▸ **Task objective**: Check each line of the listing below for the string "target", and give only how many lines hold it.

※ ※ ※

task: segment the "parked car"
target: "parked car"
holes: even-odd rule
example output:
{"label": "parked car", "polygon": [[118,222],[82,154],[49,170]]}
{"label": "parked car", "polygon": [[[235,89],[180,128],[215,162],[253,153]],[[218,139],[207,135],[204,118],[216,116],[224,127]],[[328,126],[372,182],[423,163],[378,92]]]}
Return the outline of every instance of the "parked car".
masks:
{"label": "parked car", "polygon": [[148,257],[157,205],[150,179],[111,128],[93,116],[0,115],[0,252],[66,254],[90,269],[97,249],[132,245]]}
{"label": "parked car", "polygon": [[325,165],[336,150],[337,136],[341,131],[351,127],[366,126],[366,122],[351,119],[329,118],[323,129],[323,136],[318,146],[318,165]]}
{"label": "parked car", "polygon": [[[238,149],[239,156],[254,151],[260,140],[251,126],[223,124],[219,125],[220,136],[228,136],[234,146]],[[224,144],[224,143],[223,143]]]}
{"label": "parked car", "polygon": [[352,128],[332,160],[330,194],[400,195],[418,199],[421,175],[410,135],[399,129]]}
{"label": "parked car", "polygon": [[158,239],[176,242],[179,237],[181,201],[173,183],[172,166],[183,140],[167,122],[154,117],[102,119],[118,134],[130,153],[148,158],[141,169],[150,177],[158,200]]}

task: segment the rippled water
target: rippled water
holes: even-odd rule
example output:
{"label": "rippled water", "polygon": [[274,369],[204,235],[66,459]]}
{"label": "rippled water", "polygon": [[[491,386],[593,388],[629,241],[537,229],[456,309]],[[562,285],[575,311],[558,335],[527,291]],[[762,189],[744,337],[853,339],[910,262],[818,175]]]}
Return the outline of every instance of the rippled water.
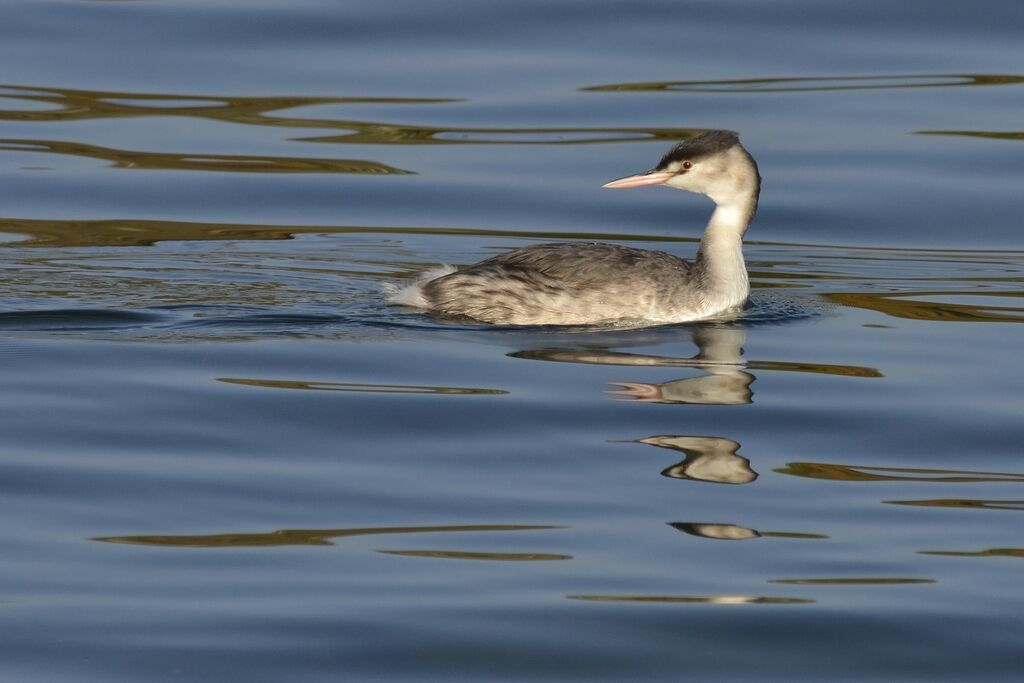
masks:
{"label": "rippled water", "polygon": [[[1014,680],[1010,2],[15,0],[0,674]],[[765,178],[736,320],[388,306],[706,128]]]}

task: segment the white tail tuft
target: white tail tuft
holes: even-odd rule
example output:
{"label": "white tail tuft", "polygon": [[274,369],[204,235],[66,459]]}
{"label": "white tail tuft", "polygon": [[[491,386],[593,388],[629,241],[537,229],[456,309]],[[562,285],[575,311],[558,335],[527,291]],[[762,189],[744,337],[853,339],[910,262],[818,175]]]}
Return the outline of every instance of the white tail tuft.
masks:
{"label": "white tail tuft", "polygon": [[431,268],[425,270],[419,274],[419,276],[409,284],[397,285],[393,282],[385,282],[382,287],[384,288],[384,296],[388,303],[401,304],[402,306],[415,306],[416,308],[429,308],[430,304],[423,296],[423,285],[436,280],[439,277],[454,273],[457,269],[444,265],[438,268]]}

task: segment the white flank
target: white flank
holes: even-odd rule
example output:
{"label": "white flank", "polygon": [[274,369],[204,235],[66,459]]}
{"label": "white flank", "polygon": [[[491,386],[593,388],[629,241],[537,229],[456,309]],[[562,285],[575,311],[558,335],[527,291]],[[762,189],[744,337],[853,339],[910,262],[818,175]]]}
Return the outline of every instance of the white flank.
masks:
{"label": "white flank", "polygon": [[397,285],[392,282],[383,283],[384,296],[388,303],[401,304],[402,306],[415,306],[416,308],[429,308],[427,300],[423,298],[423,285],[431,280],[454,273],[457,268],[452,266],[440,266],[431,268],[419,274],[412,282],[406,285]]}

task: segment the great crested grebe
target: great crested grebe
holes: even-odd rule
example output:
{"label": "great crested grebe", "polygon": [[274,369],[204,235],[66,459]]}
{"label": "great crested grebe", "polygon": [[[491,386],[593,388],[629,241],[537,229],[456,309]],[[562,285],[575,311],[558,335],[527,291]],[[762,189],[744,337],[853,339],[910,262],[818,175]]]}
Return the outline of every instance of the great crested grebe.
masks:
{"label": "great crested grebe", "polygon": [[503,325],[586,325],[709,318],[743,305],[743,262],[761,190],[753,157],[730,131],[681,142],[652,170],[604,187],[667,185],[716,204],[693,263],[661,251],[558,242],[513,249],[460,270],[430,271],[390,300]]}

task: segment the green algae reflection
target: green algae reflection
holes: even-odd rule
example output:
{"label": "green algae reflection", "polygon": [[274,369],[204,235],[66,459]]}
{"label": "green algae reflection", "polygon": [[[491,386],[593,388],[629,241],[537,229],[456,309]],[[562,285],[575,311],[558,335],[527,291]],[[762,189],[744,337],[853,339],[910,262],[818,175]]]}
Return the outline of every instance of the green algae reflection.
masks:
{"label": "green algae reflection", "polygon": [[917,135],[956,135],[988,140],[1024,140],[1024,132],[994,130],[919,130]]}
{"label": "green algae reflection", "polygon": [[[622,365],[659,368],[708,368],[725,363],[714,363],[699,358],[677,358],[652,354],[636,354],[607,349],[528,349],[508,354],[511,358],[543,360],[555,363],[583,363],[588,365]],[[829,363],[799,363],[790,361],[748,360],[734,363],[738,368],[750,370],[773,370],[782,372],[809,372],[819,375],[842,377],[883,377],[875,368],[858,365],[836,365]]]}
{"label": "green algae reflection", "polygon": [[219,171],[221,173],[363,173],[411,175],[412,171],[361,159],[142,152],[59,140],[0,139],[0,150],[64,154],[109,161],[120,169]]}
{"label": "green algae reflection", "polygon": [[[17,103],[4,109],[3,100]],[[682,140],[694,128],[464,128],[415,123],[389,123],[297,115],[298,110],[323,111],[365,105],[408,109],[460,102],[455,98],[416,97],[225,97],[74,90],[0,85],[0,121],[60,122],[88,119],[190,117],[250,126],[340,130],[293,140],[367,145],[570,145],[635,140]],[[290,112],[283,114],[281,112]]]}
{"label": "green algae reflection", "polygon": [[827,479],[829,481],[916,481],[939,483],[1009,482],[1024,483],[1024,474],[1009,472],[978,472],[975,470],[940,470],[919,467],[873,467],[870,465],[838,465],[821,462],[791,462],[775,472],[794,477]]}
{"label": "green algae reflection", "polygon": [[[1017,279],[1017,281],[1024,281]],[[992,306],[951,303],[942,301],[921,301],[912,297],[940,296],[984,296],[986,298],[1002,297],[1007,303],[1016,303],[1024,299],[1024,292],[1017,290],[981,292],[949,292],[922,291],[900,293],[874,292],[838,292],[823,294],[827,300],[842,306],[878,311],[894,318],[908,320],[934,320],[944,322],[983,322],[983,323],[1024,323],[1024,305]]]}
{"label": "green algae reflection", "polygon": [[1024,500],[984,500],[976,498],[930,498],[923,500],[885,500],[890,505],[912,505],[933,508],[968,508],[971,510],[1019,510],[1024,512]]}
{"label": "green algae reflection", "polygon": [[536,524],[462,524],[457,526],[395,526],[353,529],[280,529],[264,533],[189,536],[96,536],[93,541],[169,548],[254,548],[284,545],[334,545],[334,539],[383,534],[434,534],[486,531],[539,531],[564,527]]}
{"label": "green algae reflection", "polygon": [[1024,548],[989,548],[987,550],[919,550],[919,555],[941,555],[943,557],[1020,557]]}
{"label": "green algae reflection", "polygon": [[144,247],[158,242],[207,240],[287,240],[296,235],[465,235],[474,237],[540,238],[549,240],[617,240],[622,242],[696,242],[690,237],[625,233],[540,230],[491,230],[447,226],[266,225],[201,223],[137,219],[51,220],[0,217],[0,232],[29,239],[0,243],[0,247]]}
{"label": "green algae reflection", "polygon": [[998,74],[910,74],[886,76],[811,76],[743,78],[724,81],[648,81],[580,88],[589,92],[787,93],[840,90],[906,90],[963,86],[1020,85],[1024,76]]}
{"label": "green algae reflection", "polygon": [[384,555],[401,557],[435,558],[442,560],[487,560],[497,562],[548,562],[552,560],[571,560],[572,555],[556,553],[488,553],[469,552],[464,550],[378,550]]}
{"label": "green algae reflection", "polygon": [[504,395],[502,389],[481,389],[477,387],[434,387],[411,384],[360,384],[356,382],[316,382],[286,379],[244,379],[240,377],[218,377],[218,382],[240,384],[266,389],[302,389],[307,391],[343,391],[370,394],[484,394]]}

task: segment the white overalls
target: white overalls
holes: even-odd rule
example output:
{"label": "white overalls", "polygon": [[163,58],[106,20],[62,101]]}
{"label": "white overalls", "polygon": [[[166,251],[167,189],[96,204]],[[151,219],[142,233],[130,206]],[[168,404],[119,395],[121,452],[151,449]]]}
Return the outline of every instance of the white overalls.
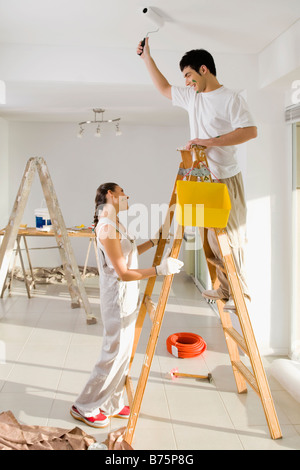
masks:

※ ※ ※

▸ **Expected answer**: 7